(Photo-based referring expression data)

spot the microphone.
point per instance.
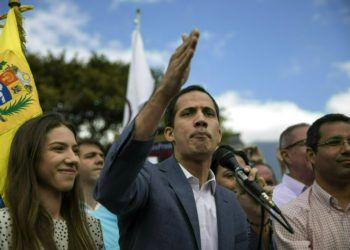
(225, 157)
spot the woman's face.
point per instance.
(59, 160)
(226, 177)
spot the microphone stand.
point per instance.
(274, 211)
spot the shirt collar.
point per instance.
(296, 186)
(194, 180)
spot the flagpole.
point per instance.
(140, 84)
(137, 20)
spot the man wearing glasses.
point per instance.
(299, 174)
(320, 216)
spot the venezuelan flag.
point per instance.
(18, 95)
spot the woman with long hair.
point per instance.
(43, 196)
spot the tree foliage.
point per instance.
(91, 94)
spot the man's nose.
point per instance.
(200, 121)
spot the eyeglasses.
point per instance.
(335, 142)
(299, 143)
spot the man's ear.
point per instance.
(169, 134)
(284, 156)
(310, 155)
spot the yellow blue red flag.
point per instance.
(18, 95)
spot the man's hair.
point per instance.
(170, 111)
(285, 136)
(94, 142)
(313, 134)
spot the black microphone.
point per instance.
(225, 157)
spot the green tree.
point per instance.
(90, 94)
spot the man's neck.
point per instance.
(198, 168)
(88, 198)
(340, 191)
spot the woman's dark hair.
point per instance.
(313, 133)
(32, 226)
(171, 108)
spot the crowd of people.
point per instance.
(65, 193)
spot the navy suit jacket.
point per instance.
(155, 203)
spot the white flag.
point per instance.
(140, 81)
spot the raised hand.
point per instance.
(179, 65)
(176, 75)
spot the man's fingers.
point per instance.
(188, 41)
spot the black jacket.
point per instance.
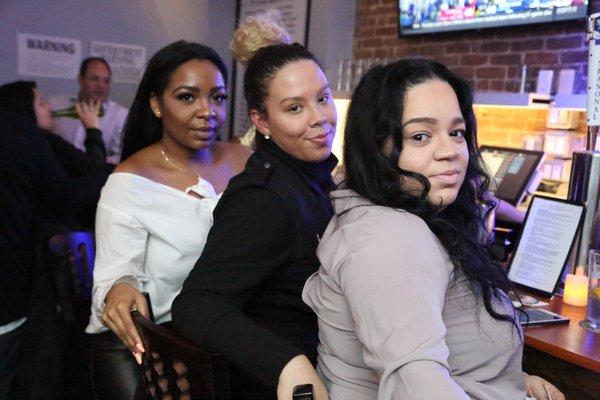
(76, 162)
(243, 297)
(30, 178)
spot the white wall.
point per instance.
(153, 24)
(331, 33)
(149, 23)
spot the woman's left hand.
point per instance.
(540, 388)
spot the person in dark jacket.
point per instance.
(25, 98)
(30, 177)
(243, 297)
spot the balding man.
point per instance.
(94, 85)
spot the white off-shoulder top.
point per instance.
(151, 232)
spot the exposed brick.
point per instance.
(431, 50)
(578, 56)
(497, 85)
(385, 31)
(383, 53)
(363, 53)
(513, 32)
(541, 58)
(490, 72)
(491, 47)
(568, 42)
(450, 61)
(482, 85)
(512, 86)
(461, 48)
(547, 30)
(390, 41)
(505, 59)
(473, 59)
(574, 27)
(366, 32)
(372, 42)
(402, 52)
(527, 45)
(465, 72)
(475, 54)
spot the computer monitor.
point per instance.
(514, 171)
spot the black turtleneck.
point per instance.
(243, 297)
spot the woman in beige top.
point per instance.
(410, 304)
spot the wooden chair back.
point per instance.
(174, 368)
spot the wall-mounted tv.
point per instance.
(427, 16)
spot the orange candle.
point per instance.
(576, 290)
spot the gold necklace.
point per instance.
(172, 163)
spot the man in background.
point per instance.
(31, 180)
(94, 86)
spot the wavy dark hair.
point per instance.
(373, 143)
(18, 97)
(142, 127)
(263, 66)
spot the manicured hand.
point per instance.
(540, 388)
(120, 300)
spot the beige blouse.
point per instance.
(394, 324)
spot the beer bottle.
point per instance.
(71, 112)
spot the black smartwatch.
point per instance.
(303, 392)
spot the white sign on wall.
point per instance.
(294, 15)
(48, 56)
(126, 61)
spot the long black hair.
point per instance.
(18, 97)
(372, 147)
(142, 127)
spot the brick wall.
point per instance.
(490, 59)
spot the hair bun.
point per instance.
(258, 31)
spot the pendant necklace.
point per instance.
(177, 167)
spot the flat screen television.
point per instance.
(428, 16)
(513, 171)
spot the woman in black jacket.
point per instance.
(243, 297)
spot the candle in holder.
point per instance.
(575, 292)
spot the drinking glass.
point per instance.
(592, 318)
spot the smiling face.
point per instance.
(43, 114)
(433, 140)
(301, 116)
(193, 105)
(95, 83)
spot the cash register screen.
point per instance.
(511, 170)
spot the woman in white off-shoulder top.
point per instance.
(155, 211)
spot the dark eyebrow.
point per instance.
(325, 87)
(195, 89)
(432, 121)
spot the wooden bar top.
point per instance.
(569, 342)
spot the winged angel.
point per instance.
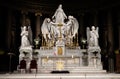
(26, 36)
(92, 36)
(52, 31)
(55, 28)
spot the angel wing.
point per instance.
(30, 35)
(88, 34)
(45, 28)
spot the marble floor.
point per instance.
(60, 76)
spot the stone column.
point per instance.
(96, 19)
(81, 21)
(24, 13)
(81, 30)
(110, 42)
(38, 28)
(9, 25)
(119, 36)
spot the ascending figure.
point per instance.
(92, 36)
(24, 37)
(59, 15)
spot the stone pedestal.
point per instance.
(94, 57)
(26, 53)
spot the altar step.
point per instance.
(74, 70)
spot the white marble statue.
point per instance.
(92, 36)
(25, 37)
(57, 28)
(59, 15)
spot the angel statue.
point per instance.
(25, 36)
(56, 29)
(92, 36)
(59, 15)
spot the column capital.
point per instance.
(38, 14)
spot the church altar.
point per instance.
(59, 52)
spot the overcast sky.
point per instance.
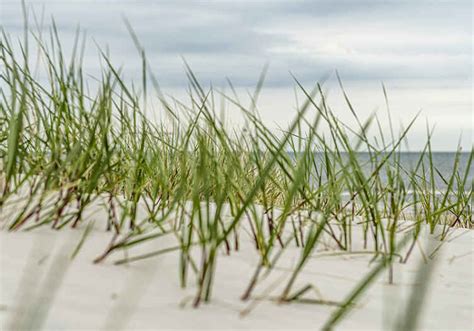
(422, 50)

EXERCISE BRIEF:
The number alone is wanted: how many lines of the records above include the string "brick".

ANSWER TO THIS TASK:
2